- _Instruction_
Transcribe the entries exactly; images are not part of the copy.

- _Information shown_
■ ■ ■

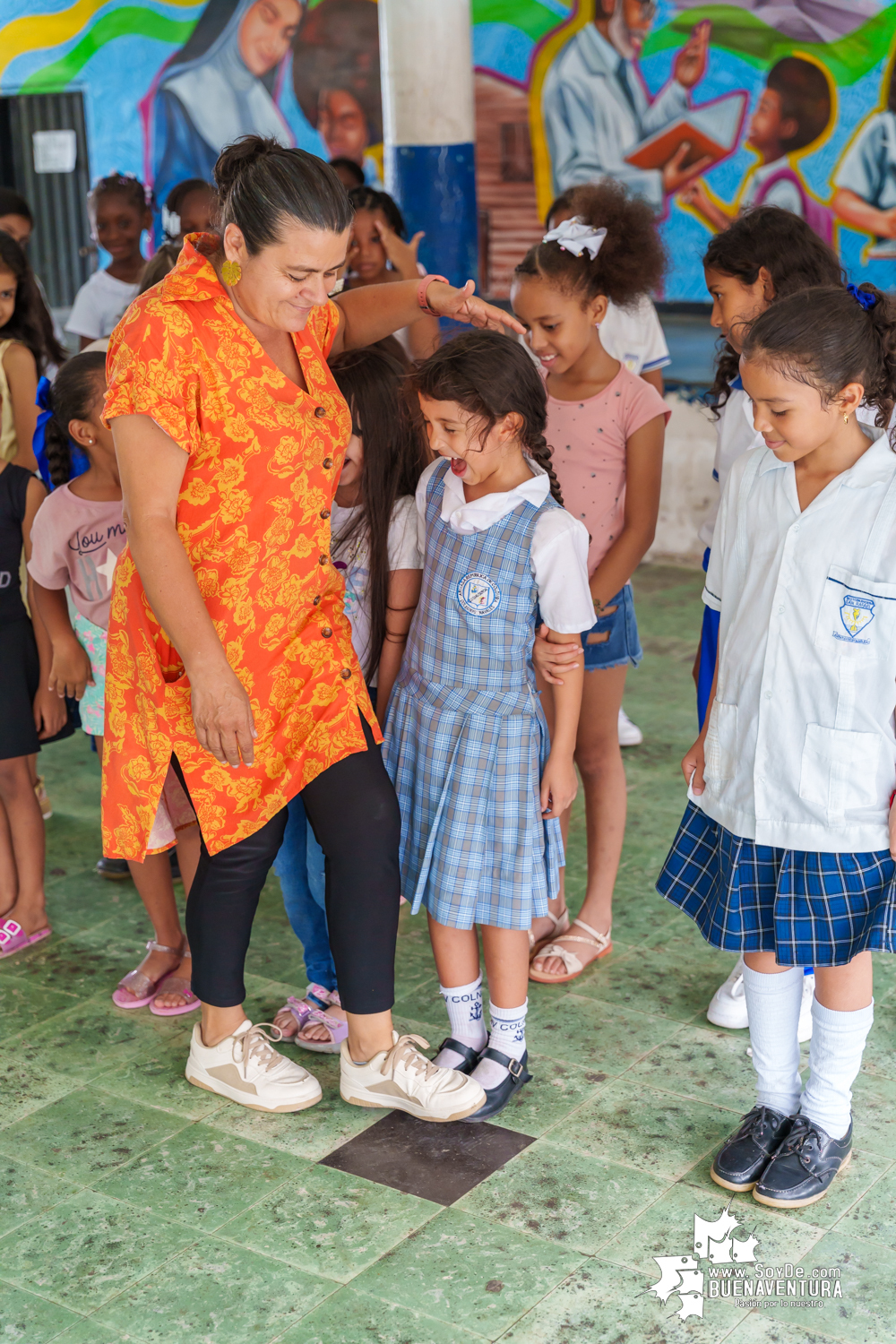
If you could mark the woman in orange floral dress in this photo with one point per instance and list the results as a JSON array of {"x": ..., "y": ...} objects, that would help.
[{"x": 228, "y": 650}]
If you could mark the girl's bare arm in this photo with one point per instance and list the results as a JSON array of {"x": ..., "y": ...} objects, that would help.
[
  {"x": 50, "y": 712},
  {"x": 403, "y": 596},
  {"x": 643, "y": 476},
  {"x": 22, "y": 376},
  {"x": 559, "y": 781}
]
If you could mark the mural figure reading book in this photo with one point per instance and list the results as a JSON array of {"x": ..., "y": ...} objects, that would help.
[
  {"x": 793, "y": 112},
  {"x": 597, "y": 112}
]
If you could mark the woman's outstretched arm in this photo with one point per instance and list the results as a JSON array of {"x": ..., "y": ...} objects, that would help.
[{"x": 375, "y": 311}]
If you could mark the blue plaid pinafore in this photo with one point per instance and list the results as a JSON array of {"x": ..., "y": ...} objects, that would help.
[{"x": 466, "y": 739}]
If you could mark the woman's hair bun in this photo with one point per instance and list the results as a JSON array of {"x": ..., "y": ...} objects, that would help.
[{"x": 236, "y": 159}]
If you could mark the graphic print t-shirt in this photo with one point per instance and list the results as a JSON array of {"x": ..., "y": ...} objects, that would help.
[{"x": 77, "y": 542}]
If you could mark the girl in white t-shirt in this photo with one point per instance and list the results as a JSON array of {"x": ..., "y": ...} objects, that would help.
[
  {"x": 120, "y": 211},
  {"x": 763, "y": 255},
  {"x": 786, "y": 851},
  {"x": 375, "y": 546}
]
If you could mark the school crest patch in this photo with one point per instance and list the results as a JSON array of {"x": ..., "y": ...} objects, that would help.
[
  {"x": 478, "y": 594},
  {"x": 856, "y": 613}
]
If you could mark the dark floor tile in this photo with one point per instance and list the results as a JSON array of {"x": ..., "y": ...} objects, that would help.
[{"x": 435, "y": 1161}]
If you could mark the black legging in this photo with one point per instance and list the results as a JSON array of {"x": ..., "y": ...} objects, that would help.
[{"x": 354, "y": 814}]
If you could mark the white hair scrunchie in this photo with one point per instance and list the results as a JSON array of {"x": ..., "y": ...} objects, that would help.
[{"x": 576, "y": 237}]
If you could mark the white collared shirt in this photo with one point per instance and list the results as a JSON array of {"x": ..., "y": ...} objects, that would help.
[
  {"x": 559, "y": 551},
  {"x": 801, "y": 750}
]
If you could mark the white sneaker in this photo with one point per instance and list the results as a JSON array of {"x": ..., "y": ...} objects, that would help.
[
  {"x": 245, "y": 1069},
  {"x": 630, "y": 734},
  {"x": 405, "y": 1080},
  {"x": 728, "y": 1004},
  {"x": 804, "y": 1030}
]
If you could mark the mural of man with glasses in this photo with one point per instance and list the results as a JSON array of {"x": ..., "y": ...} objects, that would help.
[{"x": 597, "y": 109}]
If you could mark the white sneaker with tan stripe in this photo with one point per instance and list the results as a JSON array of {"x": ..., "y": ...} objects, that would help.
[
  {"x": 245, "y": 1069},
  {"x": 405, "y": 1080}
]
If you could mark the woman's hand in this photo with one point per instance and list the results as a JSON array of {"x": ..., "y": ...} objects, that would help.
[
  {"x": 559, "y": 785},
  {"x": 552, "y": 659},
  {"x": 70, "y": 671},
  {"x": 223, "y": 718},
  {"x": 401, "y": 254},
  {"x": 50, "y": 714},
  {"x": 465, "y": 306},
  {"x": 694, "y": 766}
]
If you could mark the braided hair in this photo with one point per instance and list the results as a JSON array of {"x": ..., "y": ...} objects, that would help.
[
  {"x": 74, "y": 392},
  {"x": 490, "y": 375}
]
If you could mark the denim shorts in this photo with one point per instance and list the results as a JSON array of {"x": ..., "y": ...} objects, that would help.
[{"x": 624, "y": 644}]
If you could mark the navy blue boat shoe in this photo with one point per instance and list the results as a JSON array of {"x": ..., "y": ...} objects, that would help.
[
  {"x": 745, "y": 1156},
  {"x": 804, "y": 1167},
  {"x": 495, "y": 1098}
]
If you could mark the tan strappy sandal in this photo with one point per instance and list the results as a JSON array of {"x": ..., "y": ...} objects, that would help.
[
  {"x": 573, "y": 964},
  {"x": 560, "y": 926}
]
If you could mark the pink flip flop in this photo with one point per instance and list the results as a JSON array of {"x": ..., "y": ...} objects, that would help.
[
  {"x": 13, "y": 938},
  {"x": 174, "y": 986},
  {"x": 136, "y": 989}
]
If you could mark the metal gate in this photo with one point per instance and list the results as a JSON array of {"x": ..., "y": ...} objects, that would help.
[{"x": 59, "y": 250}]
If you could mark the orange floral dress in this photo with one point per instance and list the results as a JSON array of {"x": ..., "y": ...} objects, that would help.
[{"x": 253, "y": 516}]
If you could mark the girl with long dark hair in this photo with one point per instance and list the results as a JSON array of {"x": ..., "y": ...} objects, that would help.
[
  {"x": 479, "y": 785},
  {"x": 375, "y": 547},
  {"x": 27, "y": 347}
]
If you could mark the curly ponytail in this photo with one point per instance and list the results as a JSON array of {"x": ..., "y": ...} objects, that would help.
[
  {"x": 829, "y": 336},
  {"x": 74, "y": 392},
  {"x": 632, "y": 260},
  {"x": 490, "y": 376}
]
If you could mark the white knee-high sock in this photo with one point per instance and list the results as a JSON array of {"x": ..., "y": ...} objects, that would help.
[
  {"x": 506, "y": 1035},
  {"x": 772, "y": 1003},
  {"x": 463, "y": 1005},
  {"x": 834, "y": 1058}
]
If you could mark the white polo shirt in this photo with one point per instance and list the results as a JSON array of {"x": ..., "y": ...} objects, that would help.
[{"x": 801, "y": 750}]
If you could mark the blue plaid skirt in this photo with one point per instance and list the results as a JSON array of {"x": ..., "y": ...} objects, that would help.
[{"x": 809, "y": 909}]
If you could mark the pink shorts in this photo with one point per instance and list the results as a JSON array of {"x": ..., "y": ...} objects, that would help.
[{"x": 175, "y": 814}]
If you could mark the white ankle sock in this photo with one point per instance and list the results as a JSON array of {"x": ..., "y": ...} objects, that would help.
[
  {"x": 834, "y": 1058},
  {"x": 463, "y": 1005},
  {"x": 772, "y": 1004},
  {"x": 506, "y": 1035}
]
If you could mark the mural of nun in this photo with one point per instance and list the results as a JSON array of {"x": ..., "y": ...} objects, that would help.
[{"x": 220, "y": 86}]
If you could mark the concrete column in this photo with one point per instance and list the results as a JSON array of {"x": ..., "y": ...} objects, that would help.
[{"x": 429, "y": 128}]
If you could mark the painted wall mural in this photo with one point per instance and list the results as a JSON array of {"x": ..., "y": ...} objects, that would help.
[{"x": 702, "y": 109}]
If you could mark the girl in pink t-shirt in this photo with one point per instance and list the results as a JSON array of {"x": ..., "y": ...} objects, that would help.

■ ■ ■

- _Correct result_
If you could mark the woman in orange floral dress in this photo with one point per instance and list the results as a JSON array of {"x": ..., "y": ...} objects, that would help.
[{"x": 228, "y": 650}]
If you could mark the girl's bare arm in this photo with one point per instance and list the results as a JSON array of {"x": ..., "y": ...} objects, that would help.
[
  {"x": 50, "y": 712},
  {"x": 403, "y": 596},
  {"x": 643, "y": 476},
  {"x": 22, "y": 376},
  {"x": 559, "y": 781}
]
If you could mark the mural figure reading book in this photo with one point per instance and list the results as a JSON array of {"x": ..., "y": ...} objects, that would help.
[
  {"x": 793, "y": 112},
  {"x": 597, "y": 112}
]
If you could mark the woman's outstretched arm in this photo with one point per instance and list the results as a JSON array of {"x": ..., "y": ...} objects, that would help.
[{"x": 375, "y": 311}]
If you could mark the blue plaid pinafore in this photo with one point per instance and list the results as a JSON array of {"x": ..., "y": ...} objects, that would help.
[{"x": 466, "y": 739}]
If you could mark the woman's hair bun in this photo with one point per instance and list the results as a JSON array of {"x": ..., "y": ...} objects, that would help.
[{"x": 236, "y": 159}]
If you could mark the graphic print t-shirt in this photo with one point per instance and list the results as a JSON array of {"x": ..., "y": ...} objects, that would help.
[{"x": 77, "y": 542}]
If you could mark the girl in white t-shirt in this photo with one point per instance and list the results as a JSON array of {"x": ..., "y": ...} objects, that would help.
[
  {"x": 120, "y": 211},
  {"x": 763, "y": 255},
  {"x": 786, "y": 851},
  {"x": 375, "y": 546}
]
If you could mark the school crest patch in this photo with one point per instance and list the results as a JSON array of {"x": ..., "y": ...} objects, that would help.
[
  {"x": 478, "y": 594},
  {"x": 856, "y": 613}
]
If you could mark the dark floor tile in this photo with one point per instance and list the results as a JSON array of {"x": ..., "y": ...} objects, that would help.
[{"x": 435, "y": 1161}]
If you could mark the black legging in this photo with one point per instance and list the results as a JSON array of {"x": ..., "y": ...} objects, that would help.
[{"x": 354, "y": 814}]
If you could mark the white hair scrunchie in this photo with one point per instance and list the results as a JSON array of {"x": ..., "y": ...} objects, that would help.
[{"x": 576, "y": 237}]
If you could mark the white collared shirt in this photo with one point per instance and list the results as a JSON array of {"x": ..., "y": ...} objects, that would help.
[
  {"x": 559, "y": 551},
  {"x": 801, "y": 750}
]
If you could mark the white sneaker in this photo with one point per instance and list the results as a JSON array of {"x": ..., "y": ...} objects, that would help.
[
  {"x": 245, "y": 1069},
  {"x": 630, "y": 734},
  {"x": 405, "y": 1080},
  {"x": 728, "y": 1004},
  {"x": 804, "y": 1030}
]
If you could mark the mural of man with glasses in this photo with one point per instance and list the results as a JSON array of {"x": ..., "y": ...} objects, that would help.
[{"x": 597, "y": 109}]
If you could mark the white sneaker with tan stripe in this photo with one point per instance and list the results as a JSON array of {"x": ..., "y": ...} objects, that would help.
[
  {"x": 245, "y": 1069},
  {"x": 405, "y": 1080}
]
If you could mark the woman's hand in this photo with one point per instance and list the results as a JSON array of {"x": ..., "y": ...} objects, that would help.
[
  {"x": 559, "y": 785},
  {"x": 552, "y": 659},
  {"x": 70, "y": 671},
  {"x": 223, "y": 718},
  {"x": 401, "y": 254},
  {"x": 50, "y": 714},
  {"x": 465, "y": 306},
  {"x": 694, "y": 766}
]
If you could mark the braided hair in this photo with one point per instance and list the results as a JSON array of {"x": ..., "y": ...} objects, that would help.
[
  {"x": 74, "y": 392},
  {"x": 490, "y": 375}
]
If you could mark the denim shorts in this photo with one point per instance and list the results as a JSON array of {"x": ..., "y": ...} objects, that would help.
[{"x": 624, "y": 644}]
If you could mark the navy blue boat shoe in this photo with one point per instance and list the results as a JSON array of {"x": ..., "y": ...} objects, that would help.
[
  {"x": 745, "y": 1156},
  {"x": 804, "y": 1167},
  {"x": 495, "y": 1098}
]
If you could mark the tan strappy sandal in this photo with one point per instance and list the results as a JSON array of {"x": ..., "y": ...} objects, that would help.
[
  {"x": 573, "y": 964},
  {"x": 560, "y": 926}
]
If you could mark the pink flip flop in this photo with one point per instance and list the results as a JSON array of {"x": ..., "y": ...} objects, that would help.
[
  {"x": 13, "y": 938},
  {"x": 174, "y": 986},
  {"x": 136, "y": 989}
]
If you could mark the metal gate in this photo with one point per instance and list the results as a JSON array of {"x": ..., "y": ...} objects, that would help.
[{"x": 59, "y": 250}]
If you could mark the orange floral dress in this photo with one point per instance and list the results as a JSON array of {"x": ..., "y": ...} objects, that would help.
[{"x": 253, "y": 516}]
If you could mark the girl with long dark hair in this photo with one point per instance and list the results as a JSON array of {"x": ..., "y": ...} objects, that would help.
[
  {"x": 479, "y": 785},
  {"x": 375, "y": 547},
  {"x": 27, "y": 347}
]
If you could mark the curly ponytail in this photo with one point per instance and list the results as a JSON array of {"x": ..., "y": ...} objects, that would help.
[
  {"x": 829, "y": 336},
  {"x": 74, "y": 392},
  {"x": 632, "y": 260},
  {"x": 490, "y": 376}
]
If you could mark the white knee-high sock in this photo with one point per instance and list the results as a JSON array of {"x": ..., "y": ...} objects, that would help.
[
  {"x": 506, "y": 1035},
  {"x": 772, "y": 1003},
  {"x": 463, "y": 1005},
  {"x": 834, "y": 1058}
]
If you could mark the white polo shirt in this photo with one point per instance and list the results as a JSON array of {"x": ..., "y": ...} objects, that would help.
[{"x": 801, "y": 750}]
If you could mark the blue plaid skirt in this photo with one point per instance and list the results as a JSON array of {"x": ..., "y": ...} objects, that would help.
[{"x": 809, "y": 909}]
If you could mark the pink shorts in this photo with one point per instance and list the results as a JSON array of {"x": ..., "y": ...} objects, that would help.
[{"x": 175, "y": 814}]
If you could mark the white ankle sock in this photo with one point per instance and list the results as a JSON array of {"x": ..., "y": ...} objects, that would help.
[
  {"x": 834, "y": 1058},
  {"x": 463, "y": 1005},
  {"x": 772, "y": 1004},
  {"x": 506, "y": 1035}
]
If you could mark the mural of nun in this photo with one point per instance and list the results as a JSON array of {"x": ..., "y": ...} objects, that would help.
[{"x": 220, "y": 86}]
If you could mark the concrete column in this photo with one point per instance and list the results as a JSON array of {"x": ..., "y": ...} objects, that would help.
[{"x": 429, "y": 128}]
If you could mark the painted wall mural in this photo with one point per instance and list the results as a JSON array of {"x": ..., "y": ...} objects, that would help.
[{"x": 702, "y": 109}]
If you could mark the girl in pink t-shirt in this photo with one point per instance and list the results as a JSON array of {"x": ..., "y": ...} objects, that would help.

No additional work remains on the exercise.